#### [Document segment]
Heck, I'm not a contractor either and if the guy knows what he's doing fine. I do worry about the guys in this co that do electrical because well, you shouldn't be stoned when...

And all of the hvac guys are high, so...


On another note, solar companies have a lot of stoners working so what should you expect?
:no:


----------



## rdr (Oct 25, 2009)

Long as he's not stoned on the job. If so you've got recourse for that. :thumbsup:


----------



## Rudeboy (Oct 6, 2009)

rdr said:


> Long as he's not stoned on the job. If so you've got recourse for that. :thumbsup:


They are, lots of idiots get high on the job. It's damn dumb, but I may care more about the average drunk plumber.
:no:

No diss on plumbers, most of them are top notch, top notch!


----------



## John Valdes (May 17, 2007)

Don't be toking on the job like Chong is doing in your avatar. Good way to get a bad reputation and possibly shown the door. Good luck.


----------



## N2wires (Aug 27, 2008)

*Its just a funny avatar*

BTW My avatar is not meant to start a discussion about weed, I just thought it was funny, I like Cheech and Chong. I havent smoked pot for a while, (years) I used to. I cant at all now, so no worries, I will NEVER go to work high because I NEVER get high......


----------



## drsparky (Nov 13, 2008)

I always thought the were funny and I don't smoke pot.:w00t:


----------



## RIVETER (Sep 26, 2009)

*I'm in*

Persevere, work hard...and you will accomplish your dream.


----------



## Rudeboy (Oct 6, 2009)

drsparky said:


> I always thought the were funny and I don't smoke pot.:w00t:


me too, actually.

"Dave's not here!"
:laughing::no::laughing:


----------



## Adam12 (May 28, 2008)

Which local N2 or did I miss it?


----------



## 4444 (Dec 11, 2009)

Congrats! I'm hoping to get in as well. Work hard!


----------

#### [Material]

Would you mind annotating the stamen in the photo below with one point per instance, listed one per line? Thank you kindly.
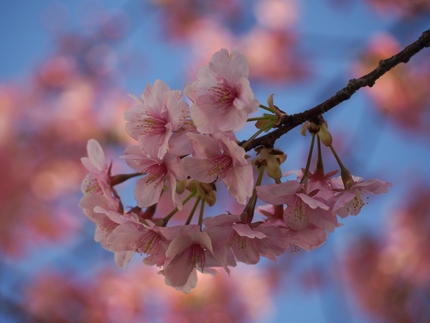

#### [Challenge A]
In the forum thread, rewrite the part that opens with the words containing "They are, lots" and closes with "door. Good luck.", replacing "bad reputation" with "poor reputation".
#### [Challenge B]
Say whether each statement agrees with the forum thread, and quote the words that decide it. (i) One poster says there is recourse if the worker is stoned on the job. (ii) N2wires still smokes pot now and then. (iii) drsparky smokes pot.

#### [Response A]
They are, lots of idiots get high on the job. It's damn dumb, but I may care more about the average drunk plumber.
:no:

No diss on plumbers, most of them are top notch, top notch!


----------



## John Valdes (May 17, 2007)

Don't be toking on the job like Chong is doing in your avatar. Good way to get a poor reputation and possibly shown the door. Good luck.

#### [Response B]
(i) Yes: "Long as he's not stoned on the job. If so you've got recourse for that."
(ii) No: "I havent smoked pot for a while, (years) I used to."
(iii) No: "I always thought the were funny and I don't smoke pot."